§ **DOCUMENT EXCERPT**
Muscarinic acetylcholine receptor (mAChR), a member of the G-protein-coupled receptors (GPCRs) gene superfamily, has been shown to mediate the effects of acetylcholine on differentiation and proliferation in the CNS. However, the mechanism or mechanisms whereby mAChRs regulate cell proliferation remain poorly understood. In vitro bFGF-expanded neural progenitor cells dissociated from rat cortical neuroepithelium express muscarinic acetylcholine receptor subtype mRNAs. Stimulation of these mAChRs with carbachol, a muscarinic agonist, activates extracellular-regulated kinases (Erk1/2) and phosphatidylinositol-3 kinase (PI-3K). This, in turn, stimulates DNA synthesis in neural progenitor cells. MEK inhibitor PD98059 and PI-3K inhibitors wortmannin and LY294002 inhibit a carbachol-induced increase in DNA synthesis. These findings indicate that the activation of both PI-3 kinase and MEK signaling pathways via muscarinic receptors is involved in stimulating DNA synthesis in the neural progenitor cells during early neurogenesis (Bing-Sheng, 2001).

§ **MATERIAL SHOWN**
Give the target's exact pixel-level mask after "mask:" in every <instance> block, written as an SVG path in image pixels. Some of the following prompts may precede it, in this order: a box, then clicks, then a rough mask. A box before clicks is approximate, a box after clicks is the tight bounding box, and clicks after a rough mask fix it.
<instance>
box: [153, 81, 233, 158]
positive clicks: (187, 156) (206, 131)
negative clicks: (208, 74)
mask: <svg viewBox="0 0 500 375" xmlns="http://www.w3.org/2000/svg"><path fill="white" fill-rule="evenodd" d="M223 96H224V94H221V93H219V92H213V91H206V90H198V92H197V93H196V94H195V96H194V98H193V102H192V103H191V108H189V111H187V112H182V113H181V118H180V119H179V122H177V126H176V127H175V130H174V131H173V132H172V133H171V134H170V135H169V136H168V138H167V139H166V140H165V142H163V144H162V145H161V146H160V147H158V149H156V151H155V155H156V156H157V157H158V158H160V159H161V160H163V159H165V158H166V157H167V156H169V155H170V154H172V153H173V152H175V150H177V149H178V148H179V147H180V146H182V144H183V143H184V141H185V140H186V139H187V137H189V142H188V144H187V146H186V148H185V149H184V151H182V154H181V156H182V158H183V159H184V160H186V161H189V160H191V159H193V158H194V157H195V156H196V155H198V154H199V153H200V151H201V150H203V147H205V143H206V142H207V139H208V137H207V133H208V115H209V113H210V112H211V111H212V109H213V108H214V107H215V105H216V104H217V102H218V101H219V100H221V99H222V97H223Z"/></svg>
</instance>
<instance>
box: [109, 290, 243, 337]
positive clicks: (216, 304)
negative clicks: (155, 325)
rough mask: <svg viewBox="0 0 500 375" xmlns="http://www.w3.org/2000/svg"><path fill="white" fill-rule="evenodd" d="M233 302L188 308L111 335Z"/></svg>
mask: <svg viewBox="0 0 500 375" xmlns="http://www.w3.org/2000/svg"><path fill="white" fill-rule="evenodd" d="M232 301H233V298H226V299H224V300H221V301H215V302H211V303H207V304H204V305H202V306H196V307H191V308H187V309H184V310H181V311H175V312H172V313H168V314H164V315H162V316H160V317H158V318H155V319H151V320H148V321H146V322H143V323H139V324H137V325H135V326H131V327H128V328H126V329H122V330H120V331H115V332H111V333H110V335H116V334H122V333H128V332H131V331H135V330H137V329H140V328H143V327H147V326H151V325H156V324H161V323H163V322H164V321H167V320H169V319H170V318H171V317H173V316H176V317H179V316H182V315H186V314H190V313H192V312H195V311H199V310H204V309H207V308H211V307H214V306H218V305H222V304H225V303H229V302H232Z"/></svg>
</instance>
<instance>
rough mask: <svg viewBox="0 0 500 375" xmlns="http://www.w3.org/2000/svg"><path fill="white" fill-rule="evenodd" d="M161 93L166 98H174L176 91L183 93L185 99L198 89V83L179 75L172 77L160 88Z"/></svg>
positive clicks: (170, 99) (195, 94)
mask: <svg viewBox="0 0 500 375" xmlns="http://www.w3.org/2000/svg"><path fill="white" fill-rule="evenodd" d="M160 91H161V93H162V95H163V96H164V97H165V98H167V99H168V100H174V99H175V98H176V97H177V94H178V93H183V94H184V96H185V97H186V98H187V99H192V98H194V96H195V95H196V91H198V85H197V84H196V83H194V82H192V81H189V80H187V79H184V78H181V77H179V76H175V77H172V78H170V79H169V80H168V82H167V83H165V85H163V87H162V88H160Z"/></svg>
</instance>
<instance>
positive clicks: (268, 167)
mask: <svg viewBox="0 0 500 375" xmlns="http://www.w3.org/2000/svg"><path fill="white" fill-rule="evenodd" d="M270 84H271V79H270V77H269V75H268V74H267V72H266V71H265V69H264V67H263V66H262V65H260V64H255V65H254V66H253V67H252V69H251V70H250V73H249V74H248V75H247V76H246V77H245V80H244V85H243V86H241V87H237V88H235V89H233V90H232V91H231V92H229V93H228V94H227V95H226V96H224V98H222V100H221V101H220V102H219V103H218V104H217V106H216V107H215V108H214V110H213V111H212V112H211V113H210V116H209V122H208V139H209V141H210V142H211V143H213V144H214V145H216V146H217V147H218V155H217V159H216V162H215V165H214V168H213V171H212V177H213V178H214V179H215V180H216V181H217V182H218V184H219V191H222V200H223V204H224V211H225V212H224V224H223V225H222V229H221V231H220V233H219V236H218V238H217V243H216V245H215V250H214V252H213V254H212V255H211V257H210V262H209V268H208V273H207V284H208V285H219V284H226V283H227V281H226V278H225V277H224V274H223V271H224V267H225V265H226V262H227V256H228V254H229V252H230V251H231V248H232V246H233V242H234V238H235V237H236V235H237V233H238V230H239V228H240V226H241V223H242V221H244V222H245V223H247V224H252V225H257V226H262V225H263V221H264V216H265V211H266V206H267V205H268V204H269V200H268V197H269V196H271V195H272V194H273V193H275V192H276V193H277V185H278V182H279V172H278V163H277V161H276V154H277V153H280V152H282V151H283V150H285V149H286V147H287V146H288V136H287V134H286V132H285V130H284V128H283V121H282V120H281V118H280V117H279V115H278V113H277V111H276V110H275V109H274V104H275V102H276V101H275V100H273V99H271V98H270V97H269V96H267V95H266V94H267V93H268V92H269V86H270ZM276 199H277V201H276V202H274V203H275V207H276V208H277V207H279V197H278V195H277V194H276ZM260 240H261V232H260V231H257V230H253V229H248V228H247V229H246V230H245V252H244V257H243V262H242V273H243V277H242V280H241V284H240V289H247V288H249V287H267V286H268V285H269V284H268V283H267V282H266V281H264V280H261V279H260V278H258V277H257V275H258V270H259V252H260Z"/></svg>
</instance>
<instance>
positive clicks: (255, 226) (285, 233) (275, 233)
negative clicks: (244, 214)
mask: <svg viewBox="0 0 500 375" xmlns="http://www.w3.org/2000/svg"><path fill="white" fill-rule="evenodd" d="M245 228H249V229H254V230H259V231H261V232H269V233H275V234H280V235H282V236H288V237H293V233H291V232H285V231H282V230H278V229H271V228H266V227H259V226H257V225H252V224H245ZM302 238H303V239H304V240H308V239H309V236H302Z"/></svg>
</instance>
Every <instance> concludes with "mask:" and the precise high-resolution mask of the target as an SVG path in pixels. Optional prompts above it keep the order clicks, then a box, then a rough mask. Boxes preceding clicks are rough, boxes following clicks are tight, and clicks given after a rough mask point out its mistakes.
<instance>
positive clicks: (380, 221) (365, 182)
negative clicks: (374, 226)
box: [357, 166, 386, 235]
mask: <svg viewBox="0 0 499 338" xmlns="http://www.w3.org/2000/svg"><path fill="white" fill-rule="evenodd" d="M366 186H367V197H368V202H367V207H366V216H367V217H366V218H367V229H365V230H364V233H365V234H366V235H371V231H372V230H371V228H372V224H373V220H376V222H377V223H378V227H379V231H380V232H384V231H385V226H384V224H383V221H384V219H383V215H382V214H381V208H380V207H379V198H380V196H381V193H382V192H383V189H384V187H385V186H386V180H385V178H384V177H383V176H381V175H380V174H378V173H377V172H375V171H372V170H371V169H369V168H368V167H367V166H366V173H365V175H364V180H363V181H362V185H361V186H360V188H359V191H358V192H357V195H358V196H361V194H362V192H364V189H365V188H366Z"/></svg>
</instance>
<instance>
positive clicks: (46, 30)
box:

§ **TASK LIST**
1 > Name every inhibitor mentioned in the muscarinic receptor passage.
2 > Do these statements agree with the muscarinic receptor passage? (a) Carbachol acts as a muscarinic antagonist. (b) The progenitor cells came from rat cortical neuroepithelium. (c) How mAChRs regulate cell proliferation is well understood.
3 > Write a continuation of the muscarinic receptor passage, picking up after its final sentence.

§ **ACTIVITY ANSWERS**
1 > PD98059, wortmannin, LY294002

2 >
(a) No: "carbachol, a muscarinic agonist"
(b) Yes: "neural progenitor cells dissociated from rat cortical neuroepithelium"
(c) No: "the mechanism or mechanisms whereby mAChRs regulate cell proliferation remain poorly understood"

3 >
The c-ret gene encodes a receptor tyrosine kinase (RET) essential for the development of the kidney and enteric nervous system. Activation of RET requires the secreted neurotrophin GDNF (glial cell line-derived neurotrophic factor) and its high affinity receptor, a glycosyl phosphatidylinositol-linked cell surface protein GFRalpha1. In the developing kidney, RET, GDNF, and GFRalpha1 are all required for directed outgrowth and branching morphogenesis of the ureteric bud epithelium. Using MDCK renal epithelial cells as a model system, activation of RET induces cell migration, scattering, and formation of filopodia and lamellipodia. RET-expressing MDCK cells are able to migrate toward a localized source of GDNF. In this report, the intracellular signaling mechanisms regulating RET-dependent migration and chemotaxis are examined. Activation of RET results in increased levels of phosphatidylinositol 3-kinase (PI3K) activity and Akt/PKB phosphorylation. This increase in PI3K activity is essential for regulating the GDNF response, since the specific inhibitor, LY294002, blocks migration and chemotaxis of MDCK cells. Using an in vitro organ culture assay, inhibition of PI3K completely blocks the GDNF-dependent outgrowth of ectopic ureter buds. PI3K is also essential for branching morphogenesis once the ureteric bud has invaded the kidney mesenchyme. The data suggest that activation of RET in the ureteric bud epithelium signals through PI3K to control outgrowth and branching morphogenesis (Tang, 2002).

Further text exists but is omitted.